**ABOUT THIS EXERCISE:** Looking through the records that follow, determine how many lines contain "yellow" and reply with that number alone.

(Natural language region descriptions)

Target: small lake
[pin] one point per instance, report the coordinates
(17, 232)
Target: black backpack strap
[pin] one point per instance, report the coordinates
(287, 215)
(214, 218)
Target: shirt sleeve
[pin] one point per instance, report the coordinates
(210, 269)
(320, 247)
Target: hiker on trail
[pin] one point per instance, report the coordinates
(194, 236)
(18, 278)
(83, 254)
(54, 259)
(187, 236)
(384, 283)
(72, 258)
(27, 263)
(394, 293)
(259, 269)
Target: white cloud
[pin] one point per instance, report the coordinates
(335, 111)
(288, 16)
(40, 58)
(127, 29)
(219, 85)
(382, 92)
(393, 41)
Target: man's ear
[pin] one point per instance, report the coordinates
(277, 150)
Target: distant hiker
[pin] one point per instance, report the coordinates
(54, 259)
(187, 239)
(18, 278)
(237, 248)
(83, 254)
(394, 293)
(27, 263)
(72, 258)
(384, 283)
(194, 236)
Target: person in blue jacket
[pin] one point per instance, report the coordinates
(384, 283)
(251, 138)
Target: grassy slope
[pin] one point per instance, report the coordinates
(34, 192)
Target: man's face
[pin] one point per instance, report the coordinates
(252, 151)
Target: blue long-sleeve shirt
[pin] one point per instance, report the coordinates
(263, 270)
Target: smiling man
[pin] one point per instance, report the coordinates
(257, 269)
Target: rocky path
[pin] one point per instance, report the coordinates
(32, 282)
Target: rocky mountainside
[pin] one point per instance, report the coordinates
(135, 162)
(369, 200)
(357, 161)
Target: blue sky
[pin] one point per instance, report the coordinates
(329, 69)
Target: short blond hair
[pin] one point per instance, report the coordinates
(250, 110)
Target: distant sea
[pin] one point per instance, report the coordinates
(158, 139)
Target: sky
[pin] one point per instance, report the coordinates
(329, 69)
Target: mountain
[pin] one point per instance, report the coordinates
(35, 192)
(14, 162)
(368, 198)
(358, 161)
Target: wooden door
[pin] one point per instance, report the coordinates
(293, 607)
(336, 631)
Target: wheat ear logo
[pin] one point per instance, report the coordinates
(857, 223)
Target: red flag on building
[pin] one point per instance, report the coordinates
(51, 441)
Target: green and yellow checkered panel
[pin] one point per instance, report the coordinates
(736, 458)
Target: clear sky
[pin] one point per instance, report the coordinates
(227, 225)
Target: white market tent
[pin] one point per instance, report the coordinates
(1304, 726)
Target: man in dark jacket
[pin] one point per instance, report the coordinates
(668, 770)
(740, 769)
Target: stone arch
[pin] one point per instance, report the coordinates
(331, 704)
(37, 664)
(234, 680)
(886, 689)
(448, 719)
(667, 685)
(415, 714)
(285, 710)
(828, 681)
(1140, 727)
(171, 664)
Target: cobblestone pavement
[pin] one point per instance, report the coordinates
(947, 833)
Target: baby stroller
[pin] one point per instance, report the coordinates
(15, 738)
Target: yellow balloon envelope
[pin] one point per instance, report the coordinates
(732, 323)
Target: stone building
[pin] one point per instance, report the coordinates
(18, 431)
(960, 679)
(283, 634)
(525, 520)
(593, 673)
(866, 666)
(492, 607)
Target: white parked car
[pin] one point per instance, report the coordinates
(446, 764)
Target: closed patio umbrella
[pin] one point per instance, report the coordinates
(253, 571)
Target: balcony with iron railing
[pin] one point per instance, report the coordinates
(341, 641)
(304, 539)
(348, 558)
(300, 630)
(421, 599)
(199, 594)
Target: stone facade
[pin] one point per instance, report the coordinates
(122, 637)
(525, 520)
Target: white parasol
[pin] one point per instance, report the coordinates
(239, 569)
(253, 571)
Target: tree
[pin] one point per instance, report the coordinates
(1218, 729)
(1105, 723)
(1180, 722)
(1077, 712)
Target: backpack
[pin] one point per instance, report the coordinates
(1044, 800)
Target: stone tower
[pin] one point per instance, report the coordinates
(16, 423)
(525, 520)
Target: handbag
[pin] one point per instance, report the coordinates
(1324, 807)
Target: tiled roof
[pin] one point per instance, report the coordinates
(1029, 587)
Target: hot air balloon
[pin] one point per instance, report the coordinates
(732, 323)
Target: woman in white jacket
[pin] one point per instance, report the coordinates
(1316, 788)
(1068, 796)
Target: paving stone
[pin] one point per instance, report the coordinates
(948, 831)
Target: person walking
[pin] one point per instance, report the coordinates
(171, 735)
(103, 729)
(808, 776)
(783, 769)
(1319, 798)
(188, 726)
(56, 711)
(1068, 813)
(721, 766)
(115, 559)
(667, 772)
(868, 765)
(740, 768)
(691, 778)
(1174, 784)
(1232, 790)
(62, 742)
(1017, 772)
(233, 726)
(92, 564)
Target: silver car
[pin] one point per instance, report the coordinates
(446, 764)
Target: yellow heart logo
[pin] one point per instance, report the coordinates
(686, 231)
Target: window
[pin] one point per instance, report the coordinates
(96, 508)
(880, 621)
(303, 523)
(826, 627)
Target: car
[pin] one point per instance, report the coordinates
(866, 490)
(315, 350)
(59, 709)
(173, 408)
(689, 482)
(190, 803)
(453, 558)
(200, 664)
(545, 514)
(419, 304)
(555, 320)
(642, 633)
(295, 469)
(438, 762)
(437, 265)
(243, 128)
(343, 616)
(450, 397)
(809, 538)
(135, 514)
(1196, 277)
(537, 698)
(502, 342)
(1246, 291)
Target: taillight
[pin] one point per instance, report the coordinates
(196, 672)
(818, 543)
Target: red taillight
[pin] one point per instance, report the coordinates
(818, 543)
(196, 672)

**OUTPUT:** 3